Funny things are happening behind Cardiff station. In a former office building, now a bar specialising in craft beer and cabaret, the city’s first pub theatre has just opened its doors. Set up by the young director-producing team of Kate Wasserberg and Bizzy Day and billed as a “small place for big ideas”, The Other Room provides fresh evidence that the theatre scene in the Welsh capital is on the up.
Even so, choosing to christen a theatre with Sarah Kane takes nerve: despite being 20 years old, Blasted has lost none of its explosive charge. With its brutalising depictions of sexual violence, suicide and cannibalism, the play is a discomfiting experience at the best of times. In a venue as intimate as this, it’s sometimes as much as you can do to look at the stage.
In Wasserberg’s production, it is contemporaneity you notice. The hotel suite we’re marooned in might be the glossy new Radisson down the street, and Simon Nehan’s Soldier, who bursts in like an avenging angel, could be a Welsh squaddie traumatised by Afghanistan. In 1995, these scenes of a city abruptly transformed into a warzone evoked the Bosnian conflict; here, it’s impossible not to think of Syria (or Paris, or Ukraine).

Stored data
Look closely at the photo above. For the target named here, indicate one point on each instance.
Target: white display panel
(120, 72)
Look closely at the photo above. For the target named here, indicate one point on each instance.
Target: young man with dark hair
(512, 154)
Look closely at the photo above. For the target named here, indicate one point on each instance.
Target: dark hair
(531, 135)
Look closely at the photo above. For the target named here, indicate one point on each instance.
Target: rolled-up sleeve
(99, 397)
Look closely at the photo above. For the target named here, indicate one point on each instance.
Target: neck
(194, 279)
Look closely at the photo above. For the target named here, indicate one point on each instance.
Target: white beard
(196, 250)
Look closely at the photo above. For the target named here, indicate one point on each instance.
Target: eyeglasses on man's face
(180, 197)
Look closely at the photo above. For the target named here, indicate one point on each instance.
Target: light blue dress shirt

==

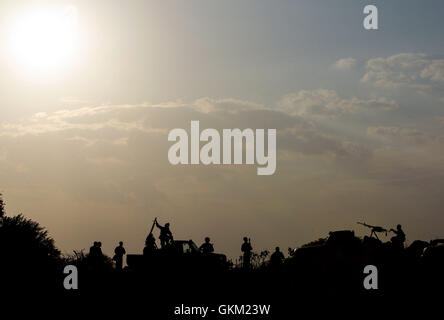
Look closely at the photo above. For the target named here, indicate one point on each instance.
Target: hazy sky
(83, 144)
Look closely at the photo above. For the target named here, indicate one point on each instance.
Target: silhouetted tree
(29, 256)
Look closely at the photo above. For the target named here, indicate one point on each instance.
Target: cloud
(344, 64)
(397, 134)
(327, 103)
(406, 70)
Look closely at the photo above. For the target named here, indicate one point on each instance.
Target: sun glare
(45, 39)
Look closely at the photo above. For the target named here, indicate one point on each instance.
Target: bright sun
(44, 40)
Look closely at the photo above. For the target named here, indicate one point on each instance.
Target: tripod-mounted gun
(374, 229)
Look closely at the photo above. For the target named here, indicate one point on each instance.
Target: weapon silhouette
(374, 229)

Apply what you read
[1] Name every real person mentioned in the passage about The Other Room's staging of Blasted.
[2] Carry on the passage about The Other Room's staging of Blasted, starting after its final sentence.

Your responses
[1] Kate Wasserberg, Bizzy Day, Sarah Kane, Simon Nehan

[2]
On opening night, the show hadn’t quite found its rhythm, but when it settles, it will be agonisingly powerful. Christian Patterson brings a twitchy fragility to the role of Ian, the tabloid journalist with a murky past, while Louise Collins shows disarming courage as Cate – not a passive victim of events, but someone who turns her face towards them. Against the odds, she proves to be the only person on stage who can cope with the multiplying horrors outside.
• Until 7 March. Box office: 02921 280189. Venue: The Other Room at Porter’s, Cardiff.